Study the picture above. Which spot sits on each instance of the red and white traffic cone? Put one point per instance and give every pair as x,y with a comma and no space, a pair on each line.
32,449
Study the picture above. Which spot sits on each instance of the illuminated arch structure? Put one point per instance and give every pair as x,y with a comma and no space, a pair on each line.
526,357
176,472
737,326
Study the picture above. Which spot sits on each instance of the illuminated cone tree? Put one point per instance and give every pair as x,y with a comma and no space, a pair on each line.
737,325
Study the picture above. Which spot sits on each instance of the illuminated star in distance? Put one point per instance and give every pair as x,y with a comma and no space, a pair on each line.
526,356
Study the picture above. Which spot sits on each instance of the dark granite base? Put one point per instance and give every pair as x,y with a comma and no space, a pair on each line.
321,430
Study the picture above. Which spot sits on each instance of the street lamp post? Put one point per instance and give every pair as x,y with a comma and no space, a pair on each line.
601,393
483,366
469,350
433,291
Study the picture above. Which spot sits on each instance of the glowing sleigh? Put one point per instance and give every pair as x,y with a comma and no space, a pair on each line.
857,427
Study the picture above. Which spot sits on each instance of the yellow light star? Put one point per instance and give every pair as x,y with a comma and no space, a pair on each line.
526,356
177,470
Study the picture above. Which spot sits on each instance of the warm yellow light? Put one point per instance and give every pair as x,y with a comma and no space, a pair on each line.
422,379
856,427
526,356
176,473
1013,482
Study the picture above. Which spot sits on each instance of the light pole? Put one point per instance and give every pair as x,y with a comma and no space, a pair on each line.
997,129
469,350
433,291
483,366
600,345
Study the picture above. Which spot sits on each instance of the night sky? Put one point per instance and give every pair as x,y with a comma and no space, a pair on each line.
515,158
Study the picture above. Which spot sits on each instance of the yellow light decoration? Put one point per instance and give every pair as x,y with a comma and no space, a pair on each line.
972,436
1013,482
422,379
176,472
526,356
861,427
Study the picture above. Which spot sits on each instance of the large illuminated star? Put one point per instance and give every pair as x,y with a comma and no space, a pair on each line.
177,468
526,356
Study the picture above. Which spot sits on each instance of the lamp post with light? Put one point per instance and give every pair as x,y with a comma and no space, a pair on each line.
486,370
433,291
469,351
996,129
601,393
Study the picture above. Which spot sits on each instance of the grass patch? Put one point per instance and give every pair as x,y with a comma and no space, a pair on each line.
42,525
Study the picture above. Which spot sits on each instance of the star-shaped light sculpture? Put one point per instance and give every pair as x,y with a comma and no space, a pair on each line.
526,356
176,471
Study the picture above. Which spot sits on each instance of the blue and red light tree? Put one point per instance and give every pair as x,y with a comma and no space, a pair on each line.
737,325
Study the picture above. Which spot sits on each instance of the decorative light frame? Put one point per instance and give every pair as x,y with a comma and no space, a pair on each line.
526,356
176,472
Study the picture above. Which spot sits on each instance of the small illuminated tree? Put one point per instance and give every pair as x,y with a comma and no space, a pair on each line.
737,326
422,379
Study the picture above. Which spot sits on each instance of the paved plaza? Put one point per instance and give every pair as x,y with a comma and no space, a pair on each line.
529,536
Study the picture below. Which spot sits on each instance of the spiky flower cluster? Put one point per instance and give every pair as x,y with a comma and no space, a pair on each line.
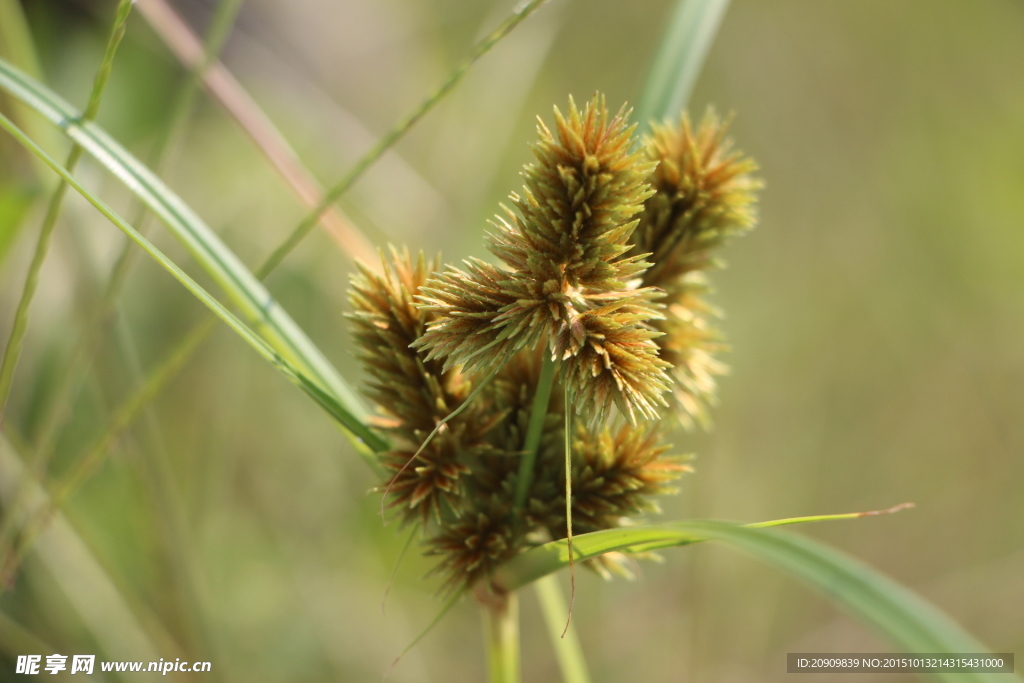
567,283
705,194
615,305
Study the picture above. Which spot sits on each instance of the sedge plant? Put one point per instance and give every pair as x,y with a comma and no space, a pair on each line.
523,404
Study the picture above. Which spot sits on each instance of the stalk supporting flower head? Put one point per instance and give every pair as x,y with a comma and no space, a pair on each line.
567,282
705,193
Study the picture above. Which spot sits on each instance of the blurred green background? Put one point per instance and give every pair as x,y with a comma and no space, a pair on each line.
876,316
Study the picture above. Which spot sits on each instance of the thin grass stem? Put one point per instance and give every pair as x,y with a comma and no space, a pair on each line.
19,328
568,505
679,59
257,125
396,133
568,652
535,430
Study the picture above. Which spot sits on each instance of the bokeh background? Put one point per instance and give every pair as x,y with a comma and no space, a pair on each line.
876,316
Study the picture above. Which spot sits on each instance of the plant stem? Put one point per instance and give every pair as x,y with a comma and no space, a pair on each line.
481,48
501,630
679,59
538,412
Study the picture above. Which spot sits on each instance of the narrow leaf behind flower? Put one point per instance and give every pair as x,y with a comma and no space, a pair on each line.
363,435
890,608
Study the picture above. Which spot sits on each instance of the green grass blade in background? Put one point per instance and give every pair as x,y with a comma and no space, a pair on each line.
890,608
387,141
242,287
314,390
679,59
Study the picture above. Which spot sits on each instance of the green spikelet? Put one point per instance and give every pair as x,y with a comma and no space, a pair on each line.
705,194
414,393
599,271
566,282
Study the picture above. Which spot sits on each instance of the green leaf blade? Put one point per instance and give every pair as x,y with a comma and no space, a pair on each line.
882,603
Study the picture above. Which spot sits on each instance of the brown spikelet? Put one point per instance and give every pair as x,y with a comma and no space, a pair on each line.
415,392
705,194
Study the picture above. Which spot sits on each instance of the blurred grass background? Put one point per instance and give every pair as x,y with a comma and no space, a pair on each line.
877,317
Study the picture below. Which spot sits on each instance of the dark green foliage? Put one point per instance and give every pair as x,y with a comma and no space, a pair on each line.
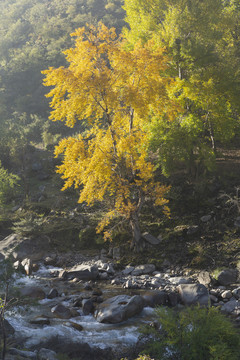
194,333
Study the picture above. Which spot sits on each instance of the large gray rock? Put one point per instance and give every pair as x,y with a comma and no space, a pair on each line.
119,308
227,277
81,272
143,269
20,247
154,298
194,294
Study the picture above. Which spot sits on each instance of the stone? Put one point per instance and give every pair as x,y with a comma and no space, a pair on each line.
194,294
87,306
204,278
231,307
73,325
53,293
236,293
227,294
127,271
154,298
119,308
33,292
61,311
151,239
40,320
227,277
46,354
25,354
177,280
143,269
82,272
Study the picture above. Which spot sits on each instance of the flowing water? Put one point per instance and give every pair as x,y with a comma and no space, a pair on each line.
93,333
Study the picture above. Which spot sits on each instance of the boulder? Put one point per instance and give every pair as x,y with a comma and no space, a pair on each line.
46,354
21,247
227,277
82,272
143,269
32,292
154,298
204,278
119,308
194,294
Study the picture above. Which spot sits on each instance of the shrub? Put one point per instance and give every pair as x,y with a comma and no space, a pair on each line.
194,333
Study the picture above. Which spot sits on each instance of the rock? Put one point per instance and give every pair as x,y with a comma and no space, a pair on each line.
231,307
227,294
143,269
25,354
236,293
154,298
128,269
151,239
82,272
204,278
61,311
74,325
119,308
227,277
32,292
87,306
206,218
8,328
194,293
46,354
53,293
177,280
40,320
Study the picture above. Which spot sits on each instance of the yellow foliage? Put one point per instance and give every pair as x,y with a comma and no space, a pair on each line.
114,89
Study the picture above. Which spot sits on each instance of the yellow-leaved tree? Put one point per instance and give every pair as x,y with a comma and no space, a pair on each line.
114,89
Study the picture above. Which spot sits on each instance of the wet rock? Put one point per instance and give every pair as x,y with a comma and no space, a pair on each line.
227,277
204,278
144,269
39,320
46,354
194,294
151,239
53,293
231,307
87,306
154,298
61,311
32,292
119,308
73,325
82,272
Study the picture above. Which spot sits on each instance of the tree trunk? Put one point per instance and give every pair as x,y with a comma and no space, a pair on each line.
137,242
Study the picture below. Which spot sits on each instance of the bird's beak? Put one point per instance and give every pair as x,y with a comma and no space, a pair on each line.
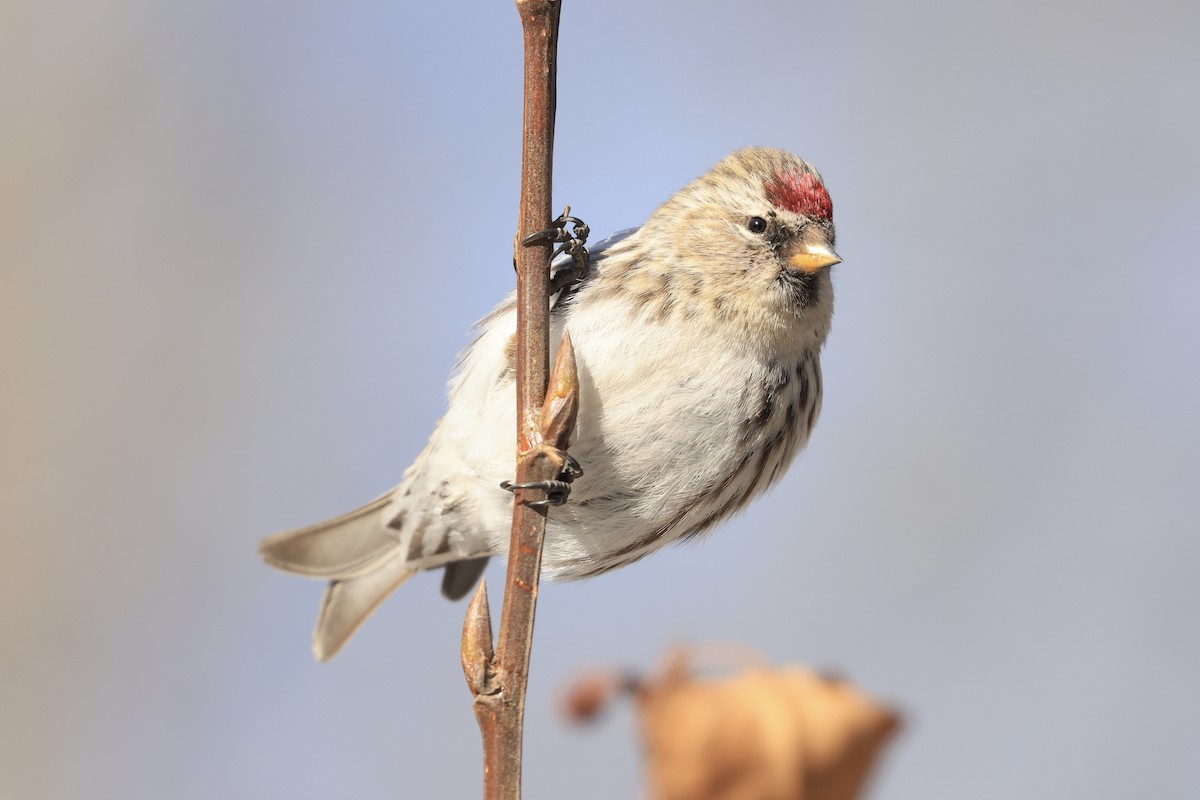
810,256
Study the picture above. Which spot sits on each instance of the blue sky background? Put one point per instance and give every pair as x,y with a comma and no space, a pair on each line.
241,244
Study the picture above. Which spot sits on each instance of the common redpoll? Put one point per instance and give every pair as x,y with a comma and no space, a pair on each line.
697,338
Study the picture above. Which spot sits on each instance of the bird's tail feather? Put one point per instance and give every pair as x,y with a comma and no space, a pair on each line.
349,601
341,547
360,552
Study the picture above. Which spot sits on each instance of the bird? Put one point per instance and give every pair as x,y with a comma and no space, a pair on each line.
697,338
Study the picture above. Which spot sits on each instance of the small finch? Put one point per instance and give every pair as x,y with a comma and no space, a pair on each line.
697,338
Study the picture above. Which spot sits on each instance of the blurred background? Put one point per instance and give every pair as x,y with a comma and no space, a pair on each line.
241,244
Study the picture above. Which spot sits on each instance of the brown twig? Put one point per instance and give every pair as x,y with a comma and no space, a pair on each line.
498,683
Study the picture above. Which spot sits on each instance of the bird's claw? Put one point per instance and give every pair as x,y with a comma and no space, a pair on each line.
569,241
557,491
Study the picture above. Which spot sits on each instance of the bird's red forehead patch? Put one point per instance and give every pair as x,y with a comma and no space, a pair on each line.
801,193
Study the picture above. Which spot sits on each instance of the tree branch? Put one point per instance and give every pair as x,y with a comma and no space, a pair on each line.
544,420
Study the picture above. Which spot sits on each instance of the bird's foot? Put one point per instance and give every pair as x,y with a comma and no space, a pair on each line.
569,241
557,491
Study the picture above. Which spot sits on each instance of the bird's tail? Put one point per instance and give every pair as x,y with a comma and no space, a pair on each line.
361,555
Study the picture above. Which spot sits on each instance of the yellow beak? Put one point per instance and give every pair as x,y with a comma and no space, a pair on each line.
810,256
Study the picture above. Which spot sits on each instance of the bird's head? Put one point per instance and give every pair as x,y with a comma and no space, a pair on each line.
754,238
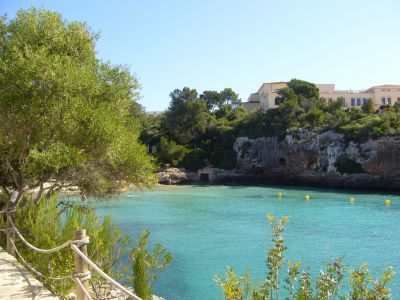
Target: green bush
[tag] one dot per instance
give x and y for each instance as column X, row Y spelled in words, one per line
column 51, row 223
column 171, row 153
column 298, row 284
column 146, row 265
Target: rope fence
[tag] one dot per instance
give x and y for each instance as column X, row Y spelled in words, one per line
column 81, row 276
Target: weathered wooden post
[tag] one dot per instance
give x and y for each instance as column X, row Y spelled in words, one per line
column 10, row 232
column 81, row 267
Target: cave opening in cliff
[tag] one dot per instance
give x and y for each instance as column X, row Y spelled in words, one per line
column 204, row 177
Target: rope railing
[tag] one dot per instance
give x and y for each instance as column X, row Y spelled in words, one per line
column 104, row 275
column 78, row 245
column 46, row 251
column 33, row 270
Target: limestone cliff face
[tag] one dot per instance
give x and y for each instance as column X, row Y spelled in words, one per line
column 307, row 157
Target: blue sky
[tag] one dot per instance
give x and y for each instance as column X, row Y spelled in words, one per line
column 213, row 44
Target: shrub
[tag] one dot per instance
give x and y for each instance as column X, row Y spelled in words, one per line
column 328, row 284
column 146, row 265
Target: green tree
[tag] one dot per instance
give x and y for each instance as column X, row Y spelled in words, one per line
column 64, row 113
column 147, row 265
column 171, row 153
column 215, row 100
column 186, row 118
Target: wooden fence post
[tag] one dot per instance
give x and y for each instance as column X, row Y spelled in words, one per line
column 81, row 267
column 10, row 233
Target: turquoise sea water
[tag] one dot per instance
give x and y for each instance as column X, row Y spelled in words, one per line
column 209, row 227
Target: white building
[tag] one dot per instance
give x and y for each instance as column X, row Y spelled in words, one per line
column 266, row 96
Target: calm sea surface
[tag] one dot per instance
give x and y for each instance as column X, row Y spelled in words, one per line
column 210, row 227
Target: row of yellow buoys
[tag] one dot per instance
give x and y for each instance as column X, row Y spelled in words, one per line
column 351, row 200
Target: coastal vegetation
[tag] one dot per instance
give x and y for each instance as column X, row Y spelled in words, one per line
column 197, row 129
column 70, row 120
column 66, row 120
column 297, row 284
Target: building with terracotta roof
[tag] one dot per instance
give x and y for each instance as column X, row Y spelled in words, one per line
column 266, row 96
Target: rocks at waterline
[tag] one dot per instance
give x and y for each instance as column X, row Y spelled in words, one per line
column 306, row 157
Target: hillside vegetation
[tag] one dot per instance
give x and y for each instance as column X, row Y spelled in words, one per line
column 200, row 128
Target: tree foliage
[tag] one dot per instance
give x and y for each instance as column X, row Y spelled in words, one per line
column 65, row 114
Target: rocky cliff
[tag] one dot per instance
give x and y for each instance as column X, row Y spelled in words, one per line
column 326, row 159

### Problem description:
Show all lines from the data above in which the word "vegetation" appears.

### Task output:
Target: coastal vegetation
Target: hillside vegetation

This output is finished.